_Exercise_
Would you retype all of these records exactly?

_Records shown_

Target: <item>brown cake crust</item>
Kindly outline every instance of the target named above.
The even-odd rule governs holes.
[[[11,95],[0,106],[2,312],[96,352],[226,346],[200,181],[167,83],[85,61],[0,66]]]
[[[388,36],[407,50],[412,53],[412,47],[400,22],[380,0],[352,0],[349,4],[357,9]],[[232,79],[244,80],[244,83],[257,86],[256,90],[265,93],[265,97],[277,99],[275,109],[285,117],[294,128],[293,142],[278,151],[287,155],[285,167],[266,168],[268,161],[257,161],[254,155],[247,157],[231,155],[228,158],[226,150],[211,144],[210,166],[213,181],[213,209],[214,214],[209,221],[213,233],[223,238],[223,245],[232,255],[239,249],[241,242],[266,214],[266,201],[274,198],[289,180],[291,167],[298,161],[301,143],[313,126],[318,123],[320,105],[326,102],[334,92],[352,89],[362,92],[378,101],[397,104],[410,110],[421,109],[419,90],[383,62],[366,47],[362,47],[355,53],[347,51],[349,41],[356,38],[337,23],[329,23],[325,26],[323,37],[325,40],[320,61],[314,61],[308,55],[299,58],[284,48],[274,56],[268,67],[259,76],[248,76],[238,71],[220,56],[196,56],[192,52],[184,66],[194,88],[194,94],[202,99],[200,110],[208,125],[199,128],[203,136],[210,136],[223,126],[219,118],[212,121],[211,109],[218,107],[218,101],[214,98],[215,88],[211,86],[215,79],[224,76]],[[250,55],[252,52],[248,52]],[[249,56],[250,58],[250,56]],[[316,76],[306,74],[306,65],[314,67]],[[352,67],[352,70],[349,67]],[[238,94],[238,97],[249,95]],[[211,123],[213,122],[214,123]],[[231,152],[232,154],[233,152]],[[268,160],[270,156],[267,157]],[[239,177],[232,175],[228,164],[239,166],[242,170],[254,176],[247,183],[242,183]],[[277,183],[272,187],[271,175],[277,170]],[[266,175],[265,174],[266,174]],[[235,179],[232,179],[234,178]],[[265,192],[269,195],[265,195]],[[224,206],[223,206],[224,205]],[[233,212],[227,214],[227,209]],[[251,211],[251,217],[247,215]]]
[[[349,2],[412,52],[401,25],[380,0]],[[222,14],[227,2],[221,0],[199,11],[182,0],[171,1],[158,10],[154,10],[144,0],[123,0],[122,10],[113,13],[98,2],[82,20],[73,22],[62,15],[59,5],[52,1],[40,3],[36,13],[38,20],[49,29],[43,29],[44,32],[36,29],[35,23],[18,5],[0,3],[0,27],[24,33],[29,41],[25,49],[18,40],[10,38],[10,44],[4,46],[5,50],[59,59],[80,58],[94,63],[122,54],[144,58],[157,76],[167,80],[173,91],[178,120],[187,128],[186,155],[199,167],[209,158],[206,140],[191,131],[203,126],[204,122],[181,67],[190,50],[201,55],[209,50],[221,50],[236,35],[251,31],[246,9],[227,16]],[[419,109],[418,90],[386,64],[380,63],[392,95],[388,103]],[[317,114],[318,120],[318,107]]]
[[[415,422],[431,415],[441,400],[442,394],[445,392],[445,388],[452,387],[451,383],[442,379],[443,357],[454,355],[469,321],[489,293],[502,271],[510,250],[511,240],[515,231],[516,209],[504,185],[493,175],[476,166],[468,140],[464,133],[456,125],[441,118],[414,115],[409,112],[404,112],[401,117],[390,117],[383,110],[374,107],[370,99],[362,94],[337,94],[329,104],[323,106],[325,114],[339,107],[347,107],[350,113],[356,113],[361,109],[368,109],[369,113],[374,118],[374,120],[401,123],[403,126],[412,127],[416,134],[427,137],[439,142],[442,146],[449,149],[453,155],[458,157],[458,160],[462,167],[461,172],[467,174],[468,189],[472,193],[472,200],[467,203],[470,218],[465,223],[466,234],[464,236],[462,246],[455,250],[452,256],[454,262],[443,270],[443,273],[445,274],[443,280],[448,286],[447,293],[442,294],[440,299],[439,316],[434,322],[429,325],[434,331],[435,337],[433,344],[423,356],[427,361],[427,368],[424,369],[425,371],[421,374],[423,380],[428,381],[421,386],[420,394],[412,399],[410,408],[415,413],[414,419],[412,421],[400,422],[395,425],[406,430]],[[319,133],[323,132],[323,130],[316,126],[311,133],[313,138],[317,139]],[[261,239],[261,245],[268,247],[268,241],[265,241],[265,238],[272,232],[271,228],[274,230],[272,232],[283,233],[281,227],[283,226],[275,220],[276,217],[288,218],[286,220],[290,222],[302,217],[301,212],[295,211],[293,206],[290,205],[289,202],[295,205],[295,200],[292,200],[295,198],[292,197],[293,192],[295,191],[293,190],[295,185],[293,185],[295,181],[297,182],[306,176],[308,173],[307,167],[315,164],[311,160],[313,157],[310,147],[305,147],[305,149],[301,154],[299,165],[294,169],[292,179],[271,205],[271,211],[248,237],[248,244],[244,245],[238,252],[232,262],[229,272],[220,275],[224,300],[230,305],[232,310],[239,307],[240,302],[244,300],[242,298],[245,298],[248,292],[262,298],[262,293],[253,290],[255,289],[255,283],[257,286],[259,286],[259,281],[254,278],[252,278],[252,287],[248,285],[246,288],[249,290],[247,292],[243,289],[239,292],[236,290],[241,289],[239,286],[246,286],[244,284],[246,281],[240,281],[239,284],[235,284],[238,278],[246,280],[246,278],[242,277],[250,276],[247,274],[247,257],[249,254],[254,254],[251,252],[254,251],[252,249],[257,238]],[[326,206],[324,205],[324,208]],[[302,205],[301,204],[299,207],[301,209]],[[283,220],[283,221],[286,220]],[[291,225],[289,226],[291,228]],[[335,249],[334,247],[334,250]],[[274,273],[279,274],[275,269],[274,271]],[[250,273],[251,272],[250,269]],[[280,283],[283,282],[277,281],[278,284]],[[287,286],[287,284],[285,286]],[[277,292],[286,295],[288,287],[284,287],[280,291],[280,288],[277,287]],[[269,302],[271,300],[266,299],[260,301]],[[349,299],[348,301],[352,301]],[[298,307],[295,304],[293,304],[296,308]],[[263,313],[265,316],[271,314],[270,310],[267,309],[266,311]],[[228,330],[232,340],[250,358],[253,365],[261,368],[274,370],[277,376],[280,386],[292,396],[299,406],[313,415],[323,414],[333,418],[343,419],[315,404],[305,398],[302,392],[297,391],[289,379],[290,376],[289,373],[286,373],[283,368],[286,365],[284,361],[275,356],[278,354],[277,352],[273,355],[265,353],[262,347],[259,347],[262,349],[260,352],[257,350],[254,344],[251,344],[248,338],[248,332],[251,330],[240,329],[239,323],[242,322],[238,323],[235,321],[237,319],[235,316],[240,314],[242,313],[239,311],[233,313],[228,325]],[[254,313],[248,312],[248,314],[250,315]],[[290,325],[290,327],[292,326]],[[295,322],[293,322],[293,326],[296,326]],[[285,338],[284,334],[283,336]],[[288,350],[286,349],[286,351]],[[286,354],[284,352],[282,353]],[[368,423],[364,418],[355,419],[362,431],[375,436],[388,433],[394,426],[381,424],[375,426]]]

_Reply to the exercise_
Target: <item>brown cake crust</item>
Kindly outline every instance of the target named above.
The even-odd rule governs holes.
[[[11,95],[0,106],[2,312],[96,352],[226,346],[200,181],[167,83],[85,61],[0,66]]]
[[[388,36],[407,50],[412,53],[412,47],[400,22],[380,0],[352,0],[349,4],[357,9]],[[232,79],[244,80],[244,83],[257,86],[256,90],[265,93],[265,97],[277,99],[275,109],[285,117],[294,128],[293,142],[278,151],[287,155],[285,167],[266,168],[268,161],[257,161],[254,155],[247,157],[231,155],[228,158],[226,150],[211,144],[210,166],[213,181],[213,209],[214,214],[209,221],[213,233],[223,238],[223,245],[232,255],[239,249],[241,242],[266,214],[266,201],[274,198],[289,180],[291,167],[298,161],[301,143],[313,126],[318,123],[320,105],[326,102],[334,92],[352,89],[362,92],[378,101],[397,104],[410,110],[421,109],[419,90],[383,62],[366,47],[362,47],[355,53],[347,51],[349,41],[356,38],[337,23],[329,23],[325,26],[323,37],[325,40],[320,61],[314,61],[308,55],[299,58],[284,48],[274,56],[268,67],[259,76],[248,76],[238,71],[220,56],[196,56],[192,52],[184,66],[194,88],[194,94],[202,99],[200,110],[208,125],[199,128],[203,136],[210,136],[223,126],[219,118],[212,121],[211,109],[218,107],[218,101],[214,98],[215,88],[211,86],[215,79],[224,76]],[[250,55],[252,52],[248,52]],[[249,56],[250,58],[250,56]],[[316,76],[306,74],[306,65],[314,67]],[[352,67],[352,70],[349,67]],[[238,94],[238,97],[249,95]],[[211,123],[213,122],[214,123]],[[231,152],[232,154],[233,152]],[[268,160],[270,156],[267,157]],[[239,177],[232,175],[228,164],[239,166],[242,170],[254,176],[247,183],[242,183]],[[277,183],[272,187],[271,175],[277,170]],[[266,175],[265,174],[266,174]],[[235,179],[232,179],[234,178]],[[265,192],[269,195],[265,195]],[[224,206],[223,206],[224,205]],[[233,212],[227,214],[227,209]],[[251,211],[251,217],[247,215]]]
[[[349,2],[412,52],[401,25],[380,0]],[[222,14],[227,2],[221,0],[199,11],[182,0],[171,1],[158,10],[154,10],[144,0],[123,0],[122,10],[113,13],[98,2],[82,20],[73,22],[62,15],[59,5],[52,1],[40,3],[36,13],[38,20],[49,29],[43,29],[44,32],[36,29],[35,23],[18,5],[0,3],[0,27],[24,33],[29,41],[25,49],[18,40],[10,38],[10,44],[4,46],[5,50],[59,59],[80,58],[94,63],[122,54],[144,58],[157,76],[167,80],[173,91],[178,120],[187,128],[186,155],[199,167],[209,158],[206,140],[191,131],[203,126],[204,122],[181,67],[190,50],[201,55],[209,50],[221,50],[236,35],[251,31],[246,9],[227,16]],[[419,109],[418,90],[386,64],[380,63],[392,95],[388,103]],[[317,114],[318,120],[318,107]]]
[[[415,422],[431,415],[441,400],[442,394],[445,392],[445,388],[452,387],[451,383],[442,379],[443,357],[454,355],[469,321],[489,293],[502,271],[510,250],[511,240],[515,231],[516,209],[504,185],[493,175],[476,166],[468,140],[464,133],[456,125],[441,118],[414,115],[409,112],[404,112],[401,117],[390,117],[383,110],[374,107],[370,99],[362,94],[337,94],[329,104],[323,106],[325,114],[339,107],[347,107],[350,113],[356,113],[361,109],[368,109],[369,113],[374,118],[374,120],[401,123],[403,126],[412,127],[416,134],[427,137],[439,142],[442,146],[449,149],[453,155],[458,157],[458,160],[462,167],[461,172],[467,174],[468,189],[472,193],[472,200],[467,203],[470,218],[465,223],[466,234],[464,236],[462,246],[455,250],[452,256],[454,262],[443,270],[443,273],[445,274],[443,280],[448,286],[447,293],[442,294],[440,299],[439,316],[434,322],[429,325],[434,331],[435,337],[433,344],[423,356],[427,361],[427,368],[424,369],[425,371],[421,374],[423,380],[428,381],[421,386],[420,394],[412,399],[410,408],[415,413],[414,419],[412,421],[400,422],[395,425],[406,430]],[[319,133],[323,132],[323,130],[316,126],[311,133],[313,138],[317,139]],[[261,239],[261,245],[268,247],[268,241],[265,241],[265,238],[272,232],[271,228],[274,230],[272,232],[283,233],[281,227],[283,226],[275,220],[276,217],[288,218],[286,220],[290,222],[302,217],[301,212],[295,211],[293,206],[290,205],[289,202],[295,205],[295,200],[292,200],[295,198],[292,197],[293,192],[295,191],[293,190],[295,185],[293,185],[295,181],[297,182],[306,176],[308,173],[307,167],[315,164],[311,160],[313,157],[310,147],[305,147],[305,149],[301,154],[299,165],[294,169],[292,179],[271,205],[271,211],[248,237],[248,244],[244,245],[238,252],[232,262],[229,272],[220,275],[224,300],[230,305],[232,310],[239,307],[240,302],[244,300],[242,298],[245,298],[248,292],[262,298],[262,293],[253,290],[255,289],[255,283],[257,286],[259,286],[259,281],[254,278],[252,278],[252,287],[248,285],[246,288],[249,290],[247,292],[243,289],[239,292],[236,290],[241,289],[239,286],[246,286],[244,284],[246,281],[240,281],[239,284],[235,284],[238,278],[246,280],[246,278],[242,277],[250,276],[247,274],[247,257],[249,254],[254,254],[251,252],[254,251],[252,249],[257,238]],[[326,206],[324,205],[324,208]],[[302,205],[301,204],[299,207],[301,209]],[[283,220],[283,221],[286,220]],[[291,225],[289,226],[291,228]],[[335,249],[334,247],[334,250]],[[274,273],[279,274],[275,269],[274,271]],[[250,273],[251,272],[250,269]],[[280,283],[283,282],[277,281],[278,284]],[[287,286],[287,284],[285,286]],[[277,292],[286,295],[288,287],[284,287],[280,291],[280,288],[277,287]],[[269,302],[271,300],[266,299],[260,301]],[[349,299],[348,301],[352,301]],[[298,307],[295,304],[293,304],[296,308]],[[263,313],[265,316],[271,314],[270,310],[267,309],[266,311]],[[228,330],[232,340],[250,358],[253,365],[261,368],[274,370],[277,376],[280,386],[292,396],[299,406],[313,415],[323,414],[333,418],[343,419],[315,404],[305,398],[302,392],[297,391],[289,379],[290,376],[289,373],[286,373],[283,368],[286,365],[284,361],[275,356],[278,354],[277,352],[273,355],[265,353],[262,347],[259,347],[262,349],[260,352],[257,350],[254,344],[251,344],[248,338],[248,332],[251,330],[240,329],[239,323],[242,322],[238,323],[235,321],[237,319],[235,316],[240,314],[242,313],[239,311],[233,313],[228,325]],[[254,313],[248,312],[248,314],[250,315]],[[290,325],[290,327],[292,326]],[[295,322],[293,322],[293,326],[296,326]],[[285,338],[284,334],[283,336]],[[288,350],[286,349],[286,351]],[[286,354],[284,352],[282,353]],[[368,423],[364,418],[355,419],[362,431],[375,436],[388,433],[394,426],[381,424],[375,426]]]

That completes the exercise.